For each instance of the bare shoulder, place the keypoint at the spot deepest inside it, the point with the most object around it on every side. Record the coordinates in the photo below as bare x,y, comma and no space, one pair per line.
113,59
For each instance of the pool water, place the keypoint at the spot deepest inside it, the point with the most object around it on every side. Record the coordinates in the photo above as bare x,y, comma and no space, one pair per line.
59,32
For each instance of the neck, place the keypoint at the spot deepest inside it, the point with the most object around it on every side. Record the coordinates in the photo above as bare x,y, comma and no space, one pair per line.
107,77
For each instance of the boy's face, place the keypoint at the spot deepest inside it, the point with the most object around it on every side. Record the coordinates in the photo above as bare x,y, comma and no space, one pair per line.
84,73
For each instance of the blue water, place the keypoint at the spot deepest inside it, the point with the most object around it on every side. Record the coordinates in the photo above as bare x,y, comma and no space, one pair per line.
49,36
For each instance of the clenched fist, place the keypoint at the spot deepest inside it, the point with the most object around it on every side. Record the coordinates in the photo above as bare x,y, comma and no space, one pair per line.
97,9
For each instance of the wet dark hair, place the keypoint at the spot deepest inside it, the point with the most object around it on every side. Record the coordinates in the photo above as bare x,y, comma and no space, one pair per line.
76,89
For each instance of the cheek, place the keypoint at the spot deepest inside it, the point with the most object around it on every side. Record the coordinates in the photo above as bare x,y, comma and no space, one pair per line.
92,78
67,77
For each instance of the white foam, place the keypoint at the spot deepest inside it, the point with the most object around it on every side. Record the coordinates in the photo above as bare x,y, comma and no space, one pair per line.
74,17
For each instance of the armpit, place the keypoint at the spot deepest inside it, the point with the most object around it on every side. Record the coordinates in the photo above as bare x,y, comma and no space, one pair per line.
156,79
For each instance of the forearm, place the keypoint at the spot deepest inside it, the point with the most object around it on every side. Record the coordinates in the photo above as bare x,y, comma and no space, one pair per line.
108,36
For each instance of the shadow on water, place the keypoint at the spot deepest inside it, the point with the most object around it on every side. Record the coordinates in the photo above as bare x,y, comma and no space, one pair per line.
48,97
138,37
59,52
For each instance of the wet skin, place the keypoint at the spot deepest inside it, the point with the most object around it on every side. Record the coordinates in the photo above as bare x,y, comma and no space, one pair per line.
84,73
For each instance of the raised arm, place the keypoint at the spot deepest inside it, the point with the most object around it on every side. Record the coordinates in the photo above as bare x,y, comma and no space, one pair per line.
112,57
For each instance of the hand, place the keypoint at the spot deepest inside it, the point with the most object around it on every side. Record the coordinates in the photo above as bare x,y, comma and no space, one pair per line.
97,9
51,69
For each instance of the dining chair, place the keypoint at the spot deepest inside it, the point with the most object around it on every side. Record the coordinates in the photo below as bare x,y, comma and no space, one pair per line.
-*-*-
What to produce
Give the data again, exactly as it appears above.

Finished exercise
For each instance of the bare shoulder, place the keypoint at the spot deepest inside it, the point with the most object around it on every side. Record the coordinates in the photo below as bare x,y, comma and no space, one pair per line.
113,59
For each instance of the pool water, place the keypoint at the spot deepest inside it, the point with the most object around it on every side. Record the coordinates in the photo above as bare x,y, comma and no space, one pair per line.
59,32
For each instance of the neck, place the keypoint at the spot deepest inside it, the point with the most object around it on every side. Record the coordinates in the photo above as bare x,y, comma and no space, one pair per line.
107,77
For each instance of the boy's face, place the keypoint at the spot deepest inside it, the point with the most object around it on every side. Record the coordinates in the photo above as bare x,y, comma and no space, one pair per line.
84,73
For each instance of the blue water, place the keypoint at the spot deepest inside it, the point with the most object around it on every side. Record the coordinates in the photo above as bare x,y, comma and no space, one pair per line.
49,36
For each instance of the clenched fist, place the keypoint at the spot deepest inside it, the point with the most object around it on every side. Record the coordinates in the photo above as bare x,y, comma and no space, one pair per line.
97,9
For each instance of the wet dark hair, place the keypoint at the spot deepest inside it, the point with the most object around it on every side. Record the coordinates in the photo above as bare x,y, comma and no space, one pair per line.
76,89
For each instance of the cheek, place the keypoint at the spot deepest inside it, the point with the most object around it on every side. Record the coordinates in the photo above as bare x,y, comma and no space, one pair per line.
92,78
67,77
For each instance of the white foam, place the keypoint at the spot deepest inside it, the point with the most object around it on every side. Record the coordinates in the photo above as bare x,y, comma and no space, one pair per line.
74,17
For each instance of the armpit, place the keypoint at the spot deepest inside it, the point with the most object around it on every side. Record the coordinates in the photo above as bare x,y, comma and no space, one pair per line.
156,79
For each instance of the forearm, place the keypoint at the spot deepest inside it, the point with the most object around it on every side. Record the coordinates in the photo above as bare x,y, comma and no space, one pair per line.
108,36
For each instance of the shadow on water, place the keypoint at the spot deepest inside it, the point with the most object around it on every side. Record the coordinates in the photo above as bare x,y, comma and no space, one pair per line.
48,97
138,37
59,52
For each instance of the wet skin, place the keypoint at the spot deepest inside it, the point with the most object around it on every side. Record the coordinates in the photo above as bare x,y, comma and no space, one pair per line.
84,73
For each instance of the raised arm, place the keypoint at the spot deepest inside it, the point with the most object around it on every side. Record the coordinates in the photo above as bare x,y, comma and no space, one pair per line.
112,57
For each instance of the hand, place the keypoint at the spot deepest inside it, the point with the most object around it on every side. Record the coordinates in the photo above as bare x,y, comma and no space, one pair per line.
97,9
51,69
For each instance of the dining chair, place the keypoint at the spot deepest inside it, the point with the most object around it on every side. Record the coordinates in the photo below as bare x,y, comma and no space, one pair per line.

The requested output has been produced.